--- Text for analysis ---
- - - - - - -

It's interesting that both Eric and Wolfram use a self-organizing principle as the basis of their theories, even though both are vastly different approaches.

I'm actually not too surprised by this. Weisstein is the creator of Wolfram MathWorld, after all, so it's possible he got inspiration for his idea from Wolfram himself, combined with his own background.

Incidentally, Eric is also very critical of the academic industrialization of science. The next scientific revolution may well be one of process.

It definitely will be interesting to see how the sciences change. The "academic industrialization of science," as you put it quite appropriately, is somewhat recent, it seems. Long gone are the days of the private researchers (like Faraday, who had no formal education and taught himself almost everything working as a book binder's apprentice; or Ramanujan, who had, until he moved to London, absolutely NO education). Heck - even Einstein may not have been able to be published today, considering he was working as a patent officer when he first proposed his Special Theory of Relativity. If you don't have some kind of university or institution backing you, it's probably pretty hard to get anyone to pay attention to your research, much less get it published.

- - - - - - -

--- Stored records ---
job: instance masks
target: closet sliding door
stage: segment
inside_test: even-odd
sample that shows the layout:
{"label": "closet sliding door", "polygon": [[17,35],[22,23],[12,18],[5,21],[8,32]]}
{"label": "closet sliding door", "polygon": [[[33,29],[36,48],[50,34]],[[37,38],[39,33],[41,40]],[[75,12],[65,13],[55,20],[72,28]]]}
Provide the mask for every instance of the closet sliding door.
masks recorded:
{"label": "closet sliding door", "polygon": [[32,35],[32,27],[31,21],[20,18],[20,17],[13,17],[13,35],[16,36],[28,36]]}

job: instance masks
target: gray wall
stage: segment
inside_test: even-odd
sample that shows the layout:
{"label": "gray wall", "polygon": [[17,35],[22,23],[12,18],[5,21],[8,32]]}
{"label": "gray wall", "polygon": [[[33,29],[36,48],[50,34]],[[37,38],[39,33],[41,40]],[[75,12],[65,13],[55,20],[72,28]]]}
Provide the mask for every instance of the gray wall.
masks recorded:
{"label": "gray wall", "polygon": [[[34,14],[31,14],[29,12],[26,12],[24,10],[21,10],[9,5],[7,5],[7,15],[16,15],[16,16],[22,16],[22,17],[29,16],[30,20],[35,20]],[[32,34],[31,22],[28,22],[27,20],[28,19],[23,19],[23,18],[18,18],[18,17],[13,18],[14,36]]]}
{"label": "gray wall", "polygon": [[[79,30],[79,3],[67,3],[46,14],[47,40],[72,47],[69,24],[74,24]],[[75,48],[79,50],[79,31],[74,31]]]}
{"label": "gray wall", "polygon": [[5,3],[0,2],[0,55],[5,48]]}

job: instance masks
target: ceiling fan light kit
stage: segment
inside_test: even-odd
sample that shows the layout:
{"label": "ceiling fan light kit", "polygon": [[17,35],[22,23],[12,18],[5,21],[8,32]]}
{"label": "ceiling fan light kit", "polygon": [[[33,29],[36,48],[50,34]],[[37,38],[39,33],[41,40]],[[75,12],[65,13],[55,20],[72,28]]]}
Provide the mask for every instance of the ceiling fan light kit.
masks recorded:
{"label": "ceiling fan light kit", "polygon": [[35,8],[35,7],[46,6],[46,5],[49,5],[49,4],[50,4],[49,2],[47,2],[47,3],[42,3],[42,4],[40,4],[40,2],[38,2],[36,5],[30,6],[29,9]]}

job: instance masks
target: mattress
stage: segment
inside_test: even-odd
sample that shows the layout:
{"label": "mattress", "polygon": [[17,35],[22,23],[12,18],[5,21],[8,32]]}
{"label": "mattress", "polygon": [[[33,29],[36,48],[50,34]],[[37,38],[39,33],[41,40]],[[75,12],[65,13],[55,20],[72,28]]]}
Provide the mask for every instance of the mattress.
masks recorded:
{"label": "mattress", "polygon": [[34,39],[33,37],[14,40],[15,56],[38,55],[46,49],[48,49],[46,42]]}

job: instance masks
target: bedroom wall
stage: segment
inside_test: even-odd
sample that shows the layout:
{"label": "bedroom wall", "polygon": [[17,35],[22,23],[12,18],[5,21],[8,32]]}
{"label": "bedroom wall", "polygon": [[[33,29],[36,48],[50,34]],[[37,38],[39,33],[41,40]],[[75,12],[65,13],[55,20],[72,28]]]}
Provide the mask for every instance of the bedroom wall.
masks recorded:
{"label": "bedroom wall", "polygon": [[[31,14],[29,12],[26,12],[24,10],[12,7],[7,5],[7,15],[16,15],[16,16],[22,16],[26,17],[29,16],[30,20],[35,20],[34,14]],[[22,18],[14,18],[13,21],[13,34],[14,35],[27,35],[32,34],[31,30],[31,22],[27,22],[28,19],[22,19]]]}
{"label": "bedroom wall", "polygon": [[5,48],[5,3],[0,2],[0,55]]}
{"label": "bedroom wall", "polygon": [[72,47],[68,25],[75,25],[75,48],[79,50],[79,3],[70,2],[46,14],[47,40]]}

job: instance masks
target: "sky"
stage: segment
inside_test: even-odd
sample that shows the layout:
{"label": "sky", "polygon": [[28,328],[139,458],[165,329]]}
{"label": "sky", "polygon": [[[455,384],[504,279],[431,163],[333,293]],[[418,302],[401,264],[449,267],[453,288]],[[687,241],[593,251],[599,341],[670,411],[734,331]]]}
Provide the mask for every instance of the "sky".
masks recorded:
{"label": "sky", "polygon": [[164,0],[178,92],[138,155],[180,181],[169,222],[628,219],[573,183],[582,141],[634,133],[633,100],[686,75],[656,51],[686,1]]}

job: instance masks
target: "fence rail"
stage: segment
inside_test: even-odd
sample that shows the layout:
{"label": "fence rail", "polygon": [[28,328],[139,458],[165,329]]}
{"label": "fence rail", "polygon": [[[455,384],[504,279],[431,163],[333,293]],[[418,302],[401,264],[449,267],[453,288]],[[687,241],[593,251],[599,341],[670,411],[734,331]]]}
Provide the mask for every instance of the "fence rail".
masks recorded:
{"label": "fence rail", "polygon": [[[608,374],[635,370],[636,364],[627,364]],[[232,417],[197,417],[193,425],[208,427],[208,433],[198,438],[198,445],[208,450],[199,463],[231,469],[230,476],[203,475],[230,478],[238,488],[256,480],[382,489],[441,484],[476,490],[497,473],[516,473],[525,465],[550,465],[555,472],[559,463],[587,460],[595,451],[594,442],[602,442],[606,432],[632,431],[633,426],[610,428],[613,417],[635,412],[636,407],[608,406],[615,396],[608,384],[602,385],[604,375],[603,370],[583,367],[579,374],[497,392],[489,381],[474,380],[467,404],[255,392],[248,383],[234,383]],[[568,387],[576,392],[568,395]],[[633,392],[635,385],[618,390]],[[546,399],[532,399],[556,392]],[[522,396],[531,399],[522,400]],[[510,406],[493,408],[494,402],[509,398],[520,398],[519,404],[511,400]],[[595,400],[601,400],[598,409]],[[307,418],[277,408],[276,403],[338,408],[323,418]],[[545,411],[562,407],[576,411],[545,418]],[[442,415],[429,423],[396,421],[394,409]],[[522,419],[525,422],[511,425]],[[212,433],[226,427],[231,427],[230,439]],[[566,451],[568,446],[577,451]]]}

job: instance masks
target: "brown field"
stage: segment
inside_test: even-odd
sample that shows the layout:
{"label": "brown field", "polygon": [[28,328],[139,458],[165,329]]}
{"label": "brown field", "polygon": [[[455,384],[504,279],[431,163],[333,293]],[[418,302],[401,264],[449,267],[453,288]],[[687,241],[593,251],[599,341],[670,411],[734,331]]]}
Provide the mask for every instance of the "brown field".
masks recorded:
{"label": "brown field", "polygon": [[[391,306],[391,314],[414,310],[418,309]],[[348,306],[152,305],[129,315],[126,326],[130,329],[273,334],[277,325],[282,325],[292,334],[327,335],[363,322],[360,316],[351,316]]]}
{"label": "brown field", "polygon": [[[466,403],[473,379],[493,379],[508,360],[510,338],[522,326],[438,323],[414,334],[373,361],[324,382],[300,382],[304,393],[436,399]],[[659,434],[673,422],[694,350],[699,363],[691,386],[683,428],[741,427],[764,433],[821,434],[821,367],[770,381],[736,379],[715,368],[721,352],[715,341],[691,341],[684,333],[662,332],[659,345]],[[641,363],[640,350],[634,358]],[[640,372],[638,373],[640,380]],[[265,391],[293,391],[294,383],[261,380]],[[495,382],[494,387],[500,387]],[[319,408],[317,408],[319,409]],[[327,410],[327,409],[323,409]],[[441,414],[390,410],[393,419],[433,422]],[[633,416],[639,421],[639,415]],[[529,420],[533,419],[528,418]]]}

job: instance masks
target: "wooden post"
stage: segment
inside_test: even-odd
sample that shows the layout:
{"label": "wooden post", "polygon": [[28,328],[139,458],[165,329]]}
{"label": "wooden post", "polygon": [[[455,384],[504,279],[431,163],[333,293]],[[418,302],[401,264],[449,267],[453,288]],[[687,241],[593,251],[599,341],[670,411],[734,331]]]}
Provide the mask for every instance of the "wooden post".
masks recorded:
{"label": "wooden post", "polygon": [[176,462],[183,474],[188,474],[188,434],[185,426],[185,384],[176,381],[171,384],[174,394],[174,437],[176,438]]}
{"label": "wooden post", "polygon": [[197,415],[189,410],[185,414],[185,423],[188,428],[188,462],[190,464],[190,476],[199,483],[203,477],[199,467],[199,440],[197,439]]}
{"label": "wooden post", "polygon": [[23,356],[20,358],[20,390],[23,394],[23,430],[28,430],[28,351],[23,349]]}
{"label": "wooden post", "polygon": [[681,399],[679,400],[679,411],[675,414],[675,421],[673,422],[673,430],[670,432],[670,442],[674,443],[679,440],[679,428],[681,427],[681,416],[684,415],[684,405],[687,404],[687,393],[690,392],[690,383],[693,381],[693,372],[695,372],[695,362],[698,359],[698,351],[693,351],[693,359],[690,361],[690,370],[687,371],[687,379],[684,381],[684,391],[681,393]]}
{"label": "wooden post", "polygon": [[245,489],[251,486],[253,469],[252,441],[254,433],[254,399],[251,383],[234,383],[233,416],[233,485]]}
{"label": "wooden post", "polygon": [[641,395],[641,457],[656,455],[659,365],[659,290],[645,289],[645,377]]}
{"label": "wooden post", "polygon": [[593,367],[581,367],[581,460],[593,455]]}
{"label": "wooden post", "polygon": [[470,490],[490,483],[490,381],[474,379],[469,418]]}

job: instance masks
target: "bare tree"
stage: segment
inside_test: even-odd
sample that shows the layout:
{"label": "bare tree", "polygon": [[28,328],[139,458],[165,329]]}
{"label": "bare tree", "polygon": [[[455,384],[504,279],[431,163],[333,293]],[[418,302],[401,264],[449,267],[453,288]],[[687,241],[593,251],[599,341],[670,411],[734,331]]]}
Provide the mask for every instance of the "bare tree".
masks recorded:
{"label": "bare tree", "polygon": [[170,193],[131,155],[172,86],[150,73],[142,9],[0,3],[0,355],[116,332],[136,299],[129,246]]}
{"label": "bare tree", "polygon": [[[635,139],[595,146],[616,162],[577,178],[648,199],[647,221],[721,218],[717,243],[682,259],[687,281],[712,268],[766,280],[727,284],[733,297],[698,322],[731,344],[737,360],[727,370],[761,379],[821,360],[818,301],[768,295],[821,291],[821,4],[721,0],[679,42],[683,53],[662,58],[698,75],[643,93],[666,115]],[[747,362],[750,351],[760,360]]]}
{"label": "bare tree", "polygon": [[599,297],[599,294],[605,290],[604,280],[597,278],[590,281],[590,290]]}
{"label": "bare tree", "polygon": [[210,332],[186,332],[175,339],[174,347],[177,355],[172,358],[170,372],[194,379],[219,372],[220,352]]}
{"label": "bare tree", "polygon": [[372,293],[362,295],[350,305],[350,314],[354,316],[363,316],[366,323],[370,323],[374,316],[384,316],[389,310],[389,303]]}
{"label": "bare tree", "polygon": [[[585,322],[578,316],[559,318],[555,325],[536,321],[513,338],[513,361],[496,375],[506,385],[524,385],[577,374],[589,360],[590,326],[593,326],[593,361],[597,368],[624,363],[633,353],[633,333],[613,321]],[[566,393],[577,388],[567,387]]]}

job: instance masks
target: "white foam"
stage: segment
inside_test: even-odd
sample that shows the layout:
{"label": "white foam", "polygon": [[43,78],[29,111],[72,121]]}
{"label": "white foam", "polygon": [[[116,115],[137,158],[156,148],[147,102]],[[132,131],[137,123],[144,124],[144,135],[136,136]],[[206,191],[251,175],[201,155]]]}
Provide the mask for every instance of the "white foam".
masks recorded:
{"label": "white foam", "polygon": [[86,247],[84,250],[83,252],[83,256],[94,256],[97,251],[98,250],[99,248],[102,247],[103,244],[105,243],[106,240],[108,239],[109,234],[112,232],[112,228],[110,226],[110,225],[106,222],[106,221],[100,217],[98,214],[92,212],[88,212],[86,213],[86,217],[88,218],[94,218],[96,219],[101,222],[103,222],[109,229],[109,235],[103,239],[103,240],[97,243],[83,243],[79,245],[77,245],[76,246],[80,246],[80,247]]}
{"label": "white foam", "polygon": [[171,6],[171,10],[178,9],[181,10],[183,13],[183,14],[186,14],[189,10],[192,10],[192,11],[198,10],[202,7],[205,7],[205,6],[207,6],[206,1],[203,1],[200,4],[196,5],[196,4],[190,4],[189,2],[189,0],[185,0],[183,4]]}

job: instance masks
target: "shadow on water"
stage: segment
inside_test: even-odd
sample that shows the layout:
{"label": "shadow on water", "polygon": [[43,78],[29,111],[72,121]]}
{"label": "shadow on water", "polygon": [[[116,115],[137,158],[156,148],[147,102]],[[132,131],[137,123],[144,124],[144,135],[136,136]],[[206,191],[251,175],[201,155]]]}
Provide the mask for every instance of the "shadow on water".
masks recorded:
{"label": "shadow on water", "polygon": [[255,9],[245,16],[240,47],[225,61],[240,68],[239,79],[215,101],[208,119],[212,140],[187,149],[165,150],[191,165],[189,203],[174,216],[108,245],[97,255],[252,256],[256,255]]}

- - - - - - -

--- Tasks to perform ---
1. In the forum discussion about scientific theories and academia, what job did Einstein hold when he first proposed his Special Theory of Relativity?
2. Continue the forum discussion about scientific theories and academia from where it stops.

--- Numbered responses ---
1. He was working as a patent officer.

2.
 

As a side note, it's interesting to see how this thread went from a general discussion of the aestheticism of equations to the general philosophy of science, particularly with modern theories or attempts of "theories of everything."

Edit: this video was just uploaded an hour ago; it seems appropriate for this thread:

 

"Tinkering" has its place, but usually better fit to experimental systems, rather than theoretical/mathematical ones.

The great advantage of "mathematical tinkering" is that it's dirt cheap (at least in terms of direct costs). And it can be fruitful: one can argue that mathematical tinkering was precisely what led Murray Gell-Mann to formulate the quark/gluon model. But I wholeheartedly agree that experiments are a necessary part of science. Theoretical physics without experimental corroboration is not science, it's math.

Now on the flip-side, the transparency of the near-"open source science" is nice - anyone can access it or even contribute to it, if their ideas are consistent with the original model's and don't break any laws of physics - but in avoiding the traditional vetting process, it runs a major risk of inconsistency (with itself and with proven laws of physics) and providing properly rigorous explanations or reasonings. Without others able to review it for problems, or the ability to be tested, it runs the risk of swiftly turning into pseudo-science or a "scientific cult," for lack of a better phrase (as an example: all the people on YouTube claiming to have magnetic monopoles or infinite energy sources that usually involve something spinning with magnets and...sketchy measurement apparati).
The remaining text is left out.